前記ゲート絶縁層の材質としては、特に制限はなく、目的に応じて適宜選択することができ、例えば、SiO、SiN等の既に広く量産に利用されている材料や、La、HfO等の高誘電率材料、ポリイミド(PI)やフッ素系樹脂等の有機材料などが挙げられる。
【0023】
−ゲート絶縁層の形成方法−
前記ゲート絶縁層の形成方法としては、特に制限はなく、目的に応じて適宜選択することができ、例えば、スパッタ、化学気相蒸着(CVD)、原子層蒸着(ALD)等の真空成膜法、スピンコート、ダイコート、インクジェット等の印刷法などが挙げられる。
【0024】
前記ゲート絶縁層の平均厚みとしては、特に制限はなく、目的に応じて適宜選択することができるが、50nm〜3μmが好ましく、100nm〜1μmがより好ましい。
【0025】
<ソース電極、及びドレイン電極>
前記ソース電極、及び前記ドレイン電極としては、電流を取り出すための電極であれば、特に制限はなく、目的に応じて適宜選択することができる。
前記ソース電極及び前記ドレイン電極は、前記ゲート絶縁層上に形成されている。
前記ソース電極、及び前記ドレイン電極の材質としては、特に制限はなく、目的に応じて適宜選択することができ、例えば、前記ゲート電極の説明において記載した材質と同じ材質などが挙げられる。
【0026】
−ソース電極、及びドレイン電極の形成方法−
前記ソース電極、及び前記ドレイン電極の形成方法としては、特に制限はなく、目的に応じて適宜選択することができ、例えば、前記ゲート電極の説明において記載した形成方法と同じ方法などが挙げられる。
【0027】
前記ソース電極、及び前記ドレイン電極の平均厚みとしては、特に制限はなく、目的に応じて適宜選択することができるが、20nm〜1μmが好ましく、50nm〜300nmがより好ましい。
【0028】
<酸化物半導体層>
前記酸化物半導体層は、前記ゲート絶縁層上に形成され、かつ、少なくとも前記ソース電極及び前記ドレイン電極との間に形成されている。
前記酸化物半導体層の材質としては、酸化物半導体である限り、特に制限はなく、目的に応じて適宜選択することができ、例えば、In−Ga−Zn−O、I−Z−O、In−Mg−O等の酸化物半導体が挙げられる。
【0029】
−酸化物半導体層の形成方法−
前記酸化物半導体層の形成方法としては、特に制限はなく、目的に応じて適宜選択することができ、例えば、スパッタ法、パルスレーザーデポジッション(PLD)法、CVD法、ALD(Atomic Layer Deposition)法等の真空プロセスや、ディップコーティング、スピンコート、ダイコート等の溶液プロセスによる成膜後、フォトリソグラフィーによってパターンニングする方法、インクジェット、ナノインプリント、グラビア等の印刷法によって、所望の形状を直接成膜する方法などが挙げられる。

提供資料 =
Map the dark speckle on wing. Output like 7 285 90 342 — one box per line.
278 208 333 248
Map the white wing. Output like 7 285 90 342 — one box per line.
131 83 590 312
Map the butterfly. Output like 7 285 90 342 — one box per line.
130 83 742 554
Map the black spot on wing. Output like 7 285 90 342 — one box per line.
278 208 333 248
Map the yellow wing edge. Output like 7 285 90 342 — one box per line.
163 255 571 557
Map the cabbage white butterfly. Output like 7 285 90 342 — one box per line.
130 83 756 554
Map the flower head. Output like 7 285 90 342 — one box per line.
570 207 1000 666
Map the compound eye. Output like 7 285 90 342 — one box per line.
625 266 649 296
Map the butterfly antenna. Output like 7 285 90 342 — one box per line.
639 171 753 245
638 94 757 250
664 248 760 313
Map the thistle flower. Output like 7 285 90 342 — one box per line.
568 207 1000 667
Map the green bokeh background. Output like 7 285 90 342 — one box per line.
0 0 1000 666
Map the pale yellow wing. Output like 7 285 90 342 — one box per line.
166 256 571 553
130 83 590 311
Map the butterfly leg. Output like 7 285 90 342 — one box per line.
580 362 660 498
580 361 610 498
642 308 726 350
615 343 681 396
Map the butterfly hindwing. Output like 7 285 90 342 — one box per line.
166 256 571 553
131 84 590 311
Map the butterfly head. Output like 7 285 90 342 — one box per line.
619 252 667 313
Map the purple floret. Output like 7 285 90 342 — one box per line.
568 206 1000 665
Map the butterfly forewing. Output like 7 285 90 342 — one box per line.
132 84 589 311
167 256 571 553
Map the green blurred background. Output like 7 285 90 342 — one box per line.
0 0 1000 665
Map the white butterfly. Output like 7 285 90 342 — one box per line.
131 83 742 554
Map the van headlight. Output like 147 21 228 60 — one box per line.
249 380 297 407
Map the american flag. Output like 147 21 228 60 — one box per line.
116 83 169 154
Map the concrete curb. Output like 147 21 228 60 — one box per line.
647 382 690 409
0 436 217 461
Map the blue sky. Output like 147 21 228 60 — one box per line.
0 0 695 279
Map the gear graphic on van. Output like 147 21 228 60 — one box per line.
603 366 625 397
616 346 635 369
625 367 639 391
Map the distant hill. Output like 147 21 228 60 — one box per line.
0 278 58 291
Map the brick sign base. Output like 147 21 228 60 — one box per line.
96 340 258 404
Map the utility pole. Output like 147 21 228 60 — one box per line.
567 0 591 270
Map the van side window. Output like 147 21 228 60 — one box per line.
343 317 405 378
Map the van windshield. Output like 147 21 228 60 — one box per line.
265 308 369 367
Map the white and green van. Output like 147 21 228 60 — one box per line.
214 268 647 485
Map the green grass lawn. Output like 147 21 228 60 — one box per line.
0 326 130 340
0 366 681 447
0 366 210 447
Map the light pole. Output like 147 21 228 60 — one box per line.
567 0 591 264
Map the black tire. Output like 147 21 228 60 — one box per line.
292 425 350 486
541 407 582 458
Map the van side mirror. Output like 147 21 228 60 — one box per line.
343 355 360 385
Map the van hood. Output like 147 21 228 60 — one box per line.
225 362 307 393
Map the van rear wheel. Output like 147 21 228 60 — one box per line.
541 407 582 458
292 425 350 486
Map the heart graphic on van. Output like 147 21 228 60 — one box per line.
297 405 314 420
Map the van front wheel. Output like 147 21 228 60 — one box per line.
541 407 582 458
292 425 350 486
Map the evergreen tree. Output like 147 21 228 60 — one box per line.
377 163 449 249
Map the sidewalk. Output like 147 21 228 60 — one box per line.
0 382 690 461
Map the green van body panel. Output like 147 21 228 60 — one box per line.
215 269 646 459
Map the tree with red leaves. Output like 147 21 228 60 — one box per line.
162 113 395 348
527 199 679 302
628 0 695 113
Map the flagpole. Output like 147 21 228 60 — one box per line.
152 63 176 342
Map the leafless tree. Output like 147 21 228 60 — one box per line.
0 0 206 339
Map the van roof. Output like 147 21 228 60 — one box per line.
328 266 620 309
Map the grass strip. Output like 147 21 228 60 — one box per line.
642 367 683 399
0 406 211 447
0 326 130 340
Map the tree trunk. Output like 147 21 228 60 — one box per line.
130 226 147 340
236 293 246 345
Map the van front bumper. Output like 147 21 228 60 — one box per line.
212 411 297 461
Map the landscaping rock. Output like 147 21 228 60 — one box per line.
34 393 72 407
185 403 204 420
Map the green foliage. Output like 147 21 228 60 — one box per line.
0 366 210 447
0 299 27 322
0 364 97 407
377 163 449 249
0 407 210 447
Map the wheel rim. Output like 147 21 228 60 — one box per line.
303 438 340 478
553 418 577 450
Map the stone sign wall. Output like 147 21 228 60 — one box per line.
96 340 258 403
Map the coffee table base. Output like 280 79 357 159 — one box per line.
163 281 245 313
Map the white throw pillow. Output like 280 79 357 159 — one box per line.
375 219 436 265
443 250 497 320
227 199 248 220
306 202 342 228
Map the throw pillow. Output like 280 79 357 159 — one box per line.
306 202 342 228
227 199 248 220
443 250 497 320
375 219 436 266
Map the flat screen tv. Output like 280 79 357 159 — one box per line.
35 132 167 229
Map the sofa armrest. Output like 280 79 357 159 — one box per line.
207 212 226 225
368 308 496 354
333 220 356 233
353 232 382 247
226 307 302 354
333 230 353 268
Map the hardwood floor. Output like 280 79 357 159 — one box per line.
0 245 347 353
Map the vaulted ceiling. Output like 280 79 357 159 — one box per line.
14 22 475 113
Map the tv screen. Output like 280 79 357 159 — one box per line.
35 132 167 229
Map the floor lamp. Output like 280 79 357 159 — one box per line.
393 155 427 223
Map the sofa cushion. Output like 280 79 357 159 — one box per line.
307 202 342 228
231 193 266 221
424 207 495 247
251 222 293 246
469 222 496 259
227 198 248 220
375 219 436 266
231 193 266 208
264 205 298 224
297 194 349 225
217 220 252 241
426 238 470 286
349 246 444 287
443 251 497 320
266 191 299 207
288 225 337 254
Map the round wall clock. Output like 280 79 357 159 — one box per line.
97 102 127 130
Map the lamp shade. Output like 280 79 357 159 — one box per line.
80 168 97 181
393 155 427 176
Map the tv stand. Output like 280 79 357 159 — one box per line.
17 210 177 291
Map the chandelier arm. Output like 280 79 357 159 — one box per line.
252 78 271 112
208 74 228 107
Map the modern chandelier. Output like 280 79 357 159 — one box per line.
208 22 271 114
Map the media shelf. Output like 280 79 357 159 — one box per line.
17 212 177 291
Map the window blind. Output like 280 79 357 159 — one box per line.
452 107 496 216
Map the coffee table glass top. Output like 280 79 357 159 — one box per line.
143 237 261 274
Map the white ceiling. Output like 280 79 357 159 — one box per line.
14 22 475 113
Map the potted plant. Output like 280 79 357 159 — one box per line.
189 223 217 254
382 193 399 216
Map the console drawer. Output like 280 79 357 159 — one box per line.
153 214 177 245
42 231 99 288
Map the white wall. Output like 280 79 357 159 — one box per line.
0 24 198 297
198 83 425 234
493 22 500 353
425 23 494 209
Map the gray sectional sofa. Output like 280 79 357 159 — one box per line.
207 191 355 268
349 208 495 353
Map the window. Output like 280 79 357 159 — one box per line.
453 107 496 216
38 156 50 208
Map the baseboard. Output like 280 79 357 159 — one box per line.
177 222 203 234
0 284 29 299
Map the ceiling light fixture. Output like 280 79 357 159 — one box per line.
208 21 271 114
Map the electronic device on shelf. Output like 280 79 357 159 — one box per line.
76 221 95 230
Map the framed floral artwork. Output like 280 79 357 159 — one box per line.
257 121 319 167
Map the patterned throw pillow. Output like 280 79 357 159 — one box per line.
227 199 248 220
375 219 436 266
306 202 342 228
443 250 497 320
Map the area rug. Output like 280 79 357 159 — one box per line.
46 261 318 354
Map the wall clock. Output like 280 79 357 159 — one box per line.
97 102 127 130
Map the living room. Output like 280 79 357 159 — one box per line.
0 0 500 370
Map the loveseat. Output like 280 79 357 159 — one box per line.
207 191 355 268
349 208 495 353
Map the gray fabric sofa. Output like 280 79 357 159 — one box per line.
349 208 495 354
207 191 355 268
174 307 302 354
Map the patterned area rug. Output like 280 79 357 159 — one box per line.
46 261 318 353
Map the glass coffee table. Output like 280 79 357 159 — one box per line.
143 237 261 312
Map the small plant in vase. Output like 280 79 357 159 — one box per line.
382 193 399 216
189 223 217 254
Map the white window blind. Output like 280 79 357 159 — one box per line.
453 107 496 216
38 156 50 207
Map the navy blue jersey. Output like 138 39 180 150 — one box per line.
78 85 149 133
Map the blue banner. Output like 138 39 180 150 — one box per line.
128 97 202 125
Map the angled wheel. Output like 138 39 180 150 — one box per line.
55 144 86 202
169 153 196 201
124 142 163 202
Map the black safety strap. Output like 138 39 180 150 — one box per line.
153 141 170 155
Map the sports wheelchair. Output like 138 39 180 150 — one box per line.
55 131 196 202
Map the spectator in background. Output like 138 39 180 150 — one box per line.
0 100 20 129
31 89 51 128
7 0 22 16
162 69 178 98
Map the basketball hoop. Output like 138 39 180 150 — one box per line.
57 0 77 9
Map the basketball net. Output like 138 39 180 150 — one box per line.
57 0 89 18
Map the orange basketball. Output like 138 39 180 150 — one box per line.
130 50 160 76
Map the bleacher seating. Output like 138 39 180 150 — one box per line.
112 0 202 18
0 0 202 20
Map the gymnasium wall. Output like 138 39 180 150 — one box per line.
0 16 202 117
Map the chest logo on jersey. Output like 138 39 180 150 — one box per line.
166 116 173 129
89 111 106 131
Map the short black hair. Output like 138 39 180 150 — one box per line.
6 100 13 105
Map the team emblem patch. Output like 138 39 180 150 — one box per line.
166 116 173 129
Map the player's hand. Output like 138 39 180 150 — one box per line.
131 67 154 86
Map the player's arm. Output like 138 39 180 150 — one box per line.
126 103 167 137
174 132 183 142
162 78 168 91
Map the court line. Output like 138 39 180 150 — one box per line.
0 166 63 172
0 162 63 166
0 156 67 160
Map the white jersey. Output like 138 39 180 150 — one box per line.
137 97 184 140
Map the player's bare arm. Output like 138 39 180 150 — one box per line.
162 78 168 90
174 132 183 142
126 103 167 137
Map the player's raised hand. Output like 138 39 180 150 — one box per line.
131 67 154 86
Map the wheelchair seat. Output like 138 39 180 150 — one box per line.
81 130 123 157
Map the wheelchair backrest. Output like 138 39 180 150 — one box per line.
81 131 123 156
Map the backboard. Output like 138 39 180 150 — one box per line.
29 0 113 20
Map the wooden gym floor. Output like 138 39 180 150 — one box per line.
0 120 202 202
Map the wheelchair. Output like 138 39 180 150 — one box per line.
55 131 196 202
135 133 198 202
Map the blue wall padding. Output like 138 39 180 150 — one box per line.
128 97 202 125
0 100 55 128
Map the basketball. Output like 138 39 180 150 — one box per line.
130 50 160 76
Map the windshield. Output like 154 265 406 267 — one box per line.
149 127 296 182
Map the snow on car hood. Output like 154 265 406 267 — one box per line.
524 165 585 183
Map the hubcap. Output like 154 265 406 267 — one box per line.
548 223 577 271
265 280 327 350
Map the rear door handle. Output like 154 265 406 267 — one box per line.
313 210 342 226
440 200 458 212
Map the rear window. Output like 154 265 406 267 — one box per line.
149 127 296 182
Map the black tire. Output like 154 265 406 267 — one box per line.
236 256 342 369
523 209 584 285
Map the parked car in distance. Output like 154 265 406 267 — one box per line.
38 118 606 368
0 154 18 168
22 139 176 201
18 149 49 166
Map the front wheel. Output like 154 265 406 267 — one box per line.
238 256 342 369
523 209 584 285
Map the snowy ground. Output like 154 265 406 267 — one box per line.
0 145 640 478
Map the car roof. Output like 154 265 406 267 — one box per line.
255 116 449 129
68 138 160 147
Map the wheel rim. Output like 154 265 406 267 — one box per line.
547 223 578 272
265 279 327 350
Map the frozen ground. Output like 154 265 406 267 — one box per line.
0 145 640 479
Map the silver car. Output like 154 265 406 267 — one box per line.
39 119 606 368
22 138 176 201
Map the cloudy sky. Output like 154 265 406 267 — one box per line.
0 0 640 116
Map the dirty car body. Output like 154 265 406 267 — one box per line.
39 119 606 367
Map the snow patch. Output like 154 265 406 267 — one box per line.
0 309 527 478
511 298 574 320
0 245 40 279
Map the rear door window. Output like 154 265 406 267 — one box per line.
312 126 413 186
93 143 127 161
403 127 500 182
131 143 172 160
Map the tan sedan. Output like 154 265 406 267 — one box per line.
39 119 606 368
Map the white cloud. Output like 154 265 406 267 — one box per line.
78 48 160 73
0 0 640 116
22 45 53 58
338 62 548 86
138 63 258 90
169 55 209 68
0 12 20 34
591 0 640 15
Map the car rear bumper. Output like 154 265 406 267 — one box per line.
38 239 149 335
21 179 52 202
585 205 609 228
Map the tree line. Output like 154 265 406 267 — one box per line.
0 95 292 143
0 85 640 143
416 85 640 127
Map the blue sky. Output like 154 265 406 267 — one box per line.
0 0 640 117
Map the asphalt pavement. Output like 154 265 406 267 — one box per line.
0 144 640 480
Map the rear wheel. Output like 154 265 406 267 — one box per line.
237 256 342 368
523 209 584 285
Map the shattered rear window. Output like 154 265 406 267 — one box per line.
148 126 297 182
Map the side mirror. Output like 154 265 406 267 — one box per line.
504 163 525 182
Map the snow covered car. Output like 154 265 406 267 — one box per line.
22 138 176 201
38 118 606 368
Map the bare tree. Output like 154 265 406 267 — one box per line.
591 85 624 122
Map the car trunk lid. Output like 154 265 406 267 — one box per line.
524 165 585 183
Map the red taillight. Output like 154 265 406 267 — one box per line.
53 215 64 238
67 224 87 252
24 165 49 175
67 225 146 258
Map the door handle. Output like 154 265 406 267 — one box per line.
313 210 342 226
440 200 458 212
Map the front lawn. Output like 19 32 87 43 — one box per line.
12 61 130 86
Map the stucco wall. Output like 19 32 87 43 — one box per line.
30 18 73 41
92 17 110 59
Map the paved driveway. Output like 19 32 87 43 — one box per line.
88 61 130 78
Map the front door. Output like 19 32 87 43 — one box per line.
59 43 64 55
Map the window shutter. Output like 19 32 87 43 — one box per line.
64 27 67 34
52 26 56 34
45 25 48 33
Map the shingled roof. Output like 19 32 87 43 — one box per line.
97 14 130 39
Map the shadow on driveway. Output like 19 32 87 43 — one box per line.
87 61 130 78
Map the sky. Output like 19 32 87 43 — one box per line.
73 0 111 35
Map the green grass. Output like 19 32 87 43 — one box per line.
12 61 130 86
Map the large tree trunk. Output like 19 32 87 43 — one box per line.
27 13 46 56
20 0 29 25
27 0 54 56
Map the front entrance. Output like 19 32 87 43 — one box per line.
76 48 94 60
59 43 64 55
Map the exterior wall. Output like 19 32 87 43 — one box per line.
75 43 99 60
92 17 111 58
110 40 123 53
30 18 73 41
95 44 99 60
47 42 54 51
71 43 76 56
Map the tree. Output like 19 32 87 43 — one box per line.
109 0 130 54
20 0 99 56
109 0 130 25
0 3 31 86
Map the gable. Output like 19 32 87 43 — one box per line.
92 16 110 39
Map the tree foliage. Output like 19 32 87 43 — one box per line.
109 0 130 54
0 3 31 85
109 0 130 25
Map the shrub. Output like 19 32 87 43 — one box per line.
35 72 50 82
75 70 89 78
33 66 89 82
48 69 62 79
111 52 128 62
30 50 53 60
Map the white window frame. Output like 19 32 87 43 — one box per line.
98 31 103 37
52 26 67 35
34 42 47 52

取り組む課題 =
- a) ゲート絶縁層と電極の説明文によると、ソース電極及びドレイン電極の平均厚みとしてより好ましい範囲はどれだけか。
- b) ゲート絶縁層と電極の説明文のうち、「前記ソース電極、及び前記ドレイン電極の材」と「く、50nm〜300nmがより好ましい。」の間を、両端の語句も含めて正確に打ち直しなさい。
- c) ゲート絶縁層と電極の説明文を、示されている最後の文の後から書き継ぎなさい。

解答例 =
- a) 50nm〜300nmである。

- b)
前記ソース電極、及び前記ドレイン電極の材質としては、特に制限はなく、目的に応じて適宜選択することができ、例えば、前記ゲート電極の説明において記載した材質と同じ材質などが挙げられる。
【0026】
−ソース電極、及びドレイン電極の形成方法−
前記ソース電極、及び前記ドレイン電極の形成方法としては、特に制限はなく、目的に応じて適宜選択することができ、例えば、前記ゲート電極の説明において記載した形成方法と同じ方法などが挙げられる。
【0027】
前記ソース電極、及び前記ドレイン電極の平均厚みとしては、特に制限はなく、目的に応じて適宜選択することができるが、20nm〜1μmが好ましく、50nm〜300nmがより好ましい。

- c)
【0030】
前記酸化物半導体層の平均厚みとしては、特に制限はなく、目的に応じて適宜選択することができるが、5nm〜1μmが好ましく、10nm〜0.5μmがより好ましい。
【0031】
<保護層>
前記保護層は、前記酸化物半導体層を被覆するように形成されており、フッ素樹脂を含有し、更に必要に応じて、その他の成分を含有する。
前記保護層が、前記フッ素樹脂を含有することにより、前記電界効果型トランジスタは、TFT特性のVthシフトを抑制することができる。
【0032】
前記保護層は、前記保護層形成後の前記保護層の水に対する接触角が、75°以上90°以下である。
前記接触角は、例えば、自動接触角測定装置(英弘精機社製、OCA20)を用い、保護層上に1μLの接触角測定対象液滴を付着させ、付着9秒後に計測することで測定できる。
前記保護層形成後の前記保護層の水に対する接触角とは、前記保護層に含有されるフッ素樹脂が、熱硬化型フッ素樹脂やUV硬化型フッ素樹脂の場合には、硬化処理後24時間以内に測定した接触角、前記フッ素樹脂が、熱可塑性樹脂であれば、溶媒を揮発させる熱処理などの後24時間以内に測定した接触角を意味し、保護層上層形成のための親水化処理等は行っていない状態での接触角である。
通常、前記接触角が、90°を超えるフッ素樹脂、例えば、樹脂中のC−H結合が全てC−F結合に置き換えられた全フッ素化樹脂は、酸化物半導体保護層として用いた場合、TFT特性のVthシフトを抑制する機能を有する。一方、後工程にて前記保護層上に形成される層の塗布性に劣り、かつ密着性も不十分である。また、前記接触角が、75°未満のフッ素樹脂については、前記保護層上への塗布性は良好であるが、TFT特性のVthシフトの抑制という観点から不十分である。
本発明では、前記保護層形成後の前記保護層の水に対する接触角を75°以上90°以下とすることにより、TFT特性のVthシフトを抑制する上に、前記保護層上に形成される層(例えば、表示素子としての有機EL表示装置における陽極、陰極、隔壁など)の塗布性(印刷性)が優れ、かつ高い密着性を得ることができる。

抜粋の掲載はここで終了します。